Given passage:
I’ve written and talked about eclampsia in many places, but it is an important enough topic to talk about often. Pre-eclampsia and eclampsia are diseases found only in pregnancy. Let’s have another look at eclampsia. Eclampsia is a serious and deadly pregnancy complication. It is essentially pre-eclampsia with the added complication of seizures. Once you start seizing with pre-eclampsia, the only way to save you and your baby is an immediate C-section.
In pregnancy, unmanaged or mismanaged pre-eclampsia often turns into eclampsia. Think of preeclampsia on a continuum or like steps on a ladder, becoming gradually worse until a seizure occurs.
Managing and preventing pre-eclampsia is the best and only way to prevent eclampsia. Usually high blood pressure is the first sign of pre-eclampsia. Decreasing work, having regular office visits to watch blood pressure fluctuations, and timely hospitalization and possibly taking medications to reduce your blood pressure are just some of the ways to effectively prevent pre-eclampsia from becoming eclampsia.
All pregnancy prenatal care is designed to look for pre-eclampsia. So we check blood pressure, weight, urine for protein, fetal heart rate, and reflexes. The problems arise from ignoring or dismissing one or more of these signs. Sometimes one blood pressure will be elevated slightly, say 140/85. It is the habit of nurses to recheck the BP until they get a lower one which is then recorded. While this approach works well in some situations, it does not work well with pre-eclampsia. It has been my experience that the one high BP is the crucial value, not the lowest ones you get after repeated testing. I always watched the blood pressure of my patients, paying careful attention to the smallest variation from normal.
With pre-eclampsia, the cause of the increase in blood pressure isn’t known. However, studies suggest that if your mother or other family members had pre-eclampsia during pregnancy, you may be at risk for developing the condition as well. If you know other family members developed pre-eclampsia during their pregnancies, be sure to tell your obstetrician.
For reasons we don’t understand, black women have more trouble with preeclampsia and eclampsia. There are mostly likely many contributing factors. If you read about some of the deaths or serious injury associated with preeclampsia and eclampsia, some women have brought concerns to their doctors or labor and delivery nurses, but their concerns have been dismissed. This amounts to denial of access to needed care.
Many of the stories about pregnancy complications start with blood pressure that was not properly monitored, was ignored, or was misunderstood. This is why it is important for you and your doctor to monitor your blood pressure from the start of your pregnancy. In fact, if you are trying to get pregnant, take your blood pressure so you have a baseline value for going into your pregnancy.
Even after you return home with your new baby, you need to monitor your blood pressure and watch for the signs of pre-eclampsia several weeks. Some countries maintain women’s health clinics which follow the recovery of women from deliveries for up to a year. New mothers may need to take anti-hypertensives for weeks, months, or even for the rest of her life. This doesn’t fix preeclampsia or prevent eclampsia, but it does help prevent hypertensive strokes.
To summarize, pre-eclampsia is a complication that doctors can treat with proper care. With early detection, you and your doctor can make the best choices for your pregnancy and for your baby.

Region pointing data
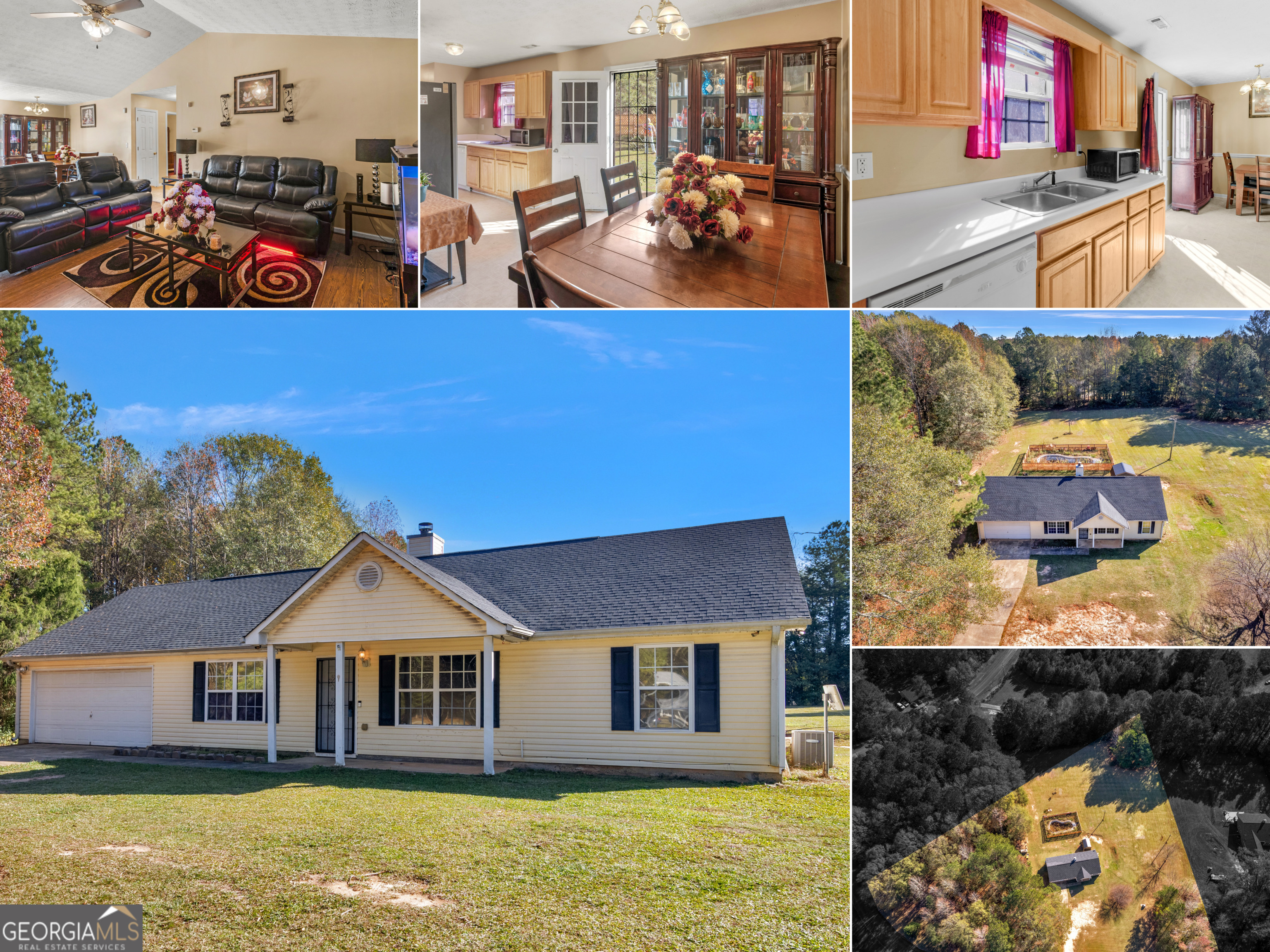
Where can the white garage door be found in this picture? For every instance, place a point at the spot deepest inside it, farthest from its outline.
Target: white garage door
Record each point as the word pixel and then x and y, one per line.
pixel 1007 530
pixel 93 707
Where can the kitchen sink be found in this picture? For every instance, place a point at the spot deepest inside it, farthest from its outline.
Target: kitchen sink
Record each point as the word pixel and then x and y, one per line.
pixel 1043 201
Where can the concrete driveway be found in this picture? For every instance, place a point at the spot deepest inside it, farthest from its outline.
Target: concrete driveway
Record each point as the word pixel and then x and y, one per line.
pixel 1010 570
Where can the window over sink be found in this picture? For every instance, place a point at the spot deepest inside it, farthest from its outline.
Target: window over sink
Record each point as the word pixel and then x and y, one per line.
pixel 1029 119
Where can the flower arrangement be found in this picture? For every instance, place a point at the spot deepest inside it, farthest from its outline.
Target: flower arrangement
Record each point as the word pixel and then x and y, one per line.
pixel 700 202
pixel 189 207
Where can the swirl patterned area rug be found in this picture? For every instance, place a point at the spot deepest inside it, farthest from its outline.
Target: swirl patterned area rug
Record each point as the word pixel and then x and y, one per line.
pixel 282 281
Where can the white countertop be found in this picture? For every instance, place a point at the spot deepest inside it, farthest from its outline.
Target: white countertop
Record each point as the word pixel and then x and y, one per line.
pixel 897 239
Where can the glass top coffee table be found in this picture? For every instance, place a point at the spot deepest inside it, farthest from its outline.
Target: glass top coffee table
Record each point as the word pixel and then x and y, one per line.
pixel 236 244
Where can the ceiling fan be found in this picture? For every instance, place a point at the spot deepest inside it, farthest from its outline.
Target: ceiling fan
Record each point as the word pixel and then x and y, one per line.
pixel 100 18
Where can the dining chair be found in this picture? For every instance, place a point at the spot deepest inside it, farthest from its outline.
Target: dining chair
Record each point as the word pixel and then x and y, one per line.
pixel 760 179
pixel 549 290
pixel 621 187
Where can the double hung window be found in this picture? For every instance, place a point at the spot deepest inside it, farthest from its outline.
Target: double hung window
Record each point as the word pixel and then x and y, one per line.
pixel 235 691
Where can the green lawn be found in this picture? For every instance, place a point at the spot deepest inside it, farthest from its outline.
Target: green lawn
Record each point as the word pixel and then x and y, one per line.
pixel 242 860
pixel 1218 487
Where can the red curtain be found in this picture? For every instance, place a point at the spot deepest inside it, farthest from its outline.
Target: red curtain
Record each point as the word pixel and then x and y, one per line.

Exercise instructions:
A - List the checks that the passage on eclampsia says are made during prenatal care.
B - Rewrite the paragraph of the passage on eclampsia that begins "Managing and preventing pre-eclampsia" in a shorter form, keeping its main facts.
C - Copy out the passage on eclampsia from "In pregnancy, unmanaged" up to and including "from becoming eclampsia.".

Responses in order:
A -
- Blood pressure
- Weight
- Urine for protein
- Fetal heart rate
- Reflexes

B - Managing and preventing pre-eclampsia is the only way to prevent eclampsia. High blood pressure is usually its first sign. Pre-eclampsia can be kept from becoming eclampsia by doing less work, having regular office visits to track blood pressure changes, going to the hospital in time, and possibly taking medication to lower blood pressure.

C -
In pregnancy, unmanaged or mismanaged pre-eclampsia often turns into eclampsia. Think of preeclampsia on a continuum or like steps on a ladder, becoming gradually worse until a seizure occurs.
Managing and preventing pre-eclampsia is the best and only way to prevent eclampsia. Usually high blood pressure is the first sign of pre-eclampsia. Decreasing work, having regular office visits to watch blood pressure fluctuations, and timely hospitalization and possibly taking medications to reduce your blood pressure are just some of the ways to effectively prevent pre-eclampsia from becoming eclampsia.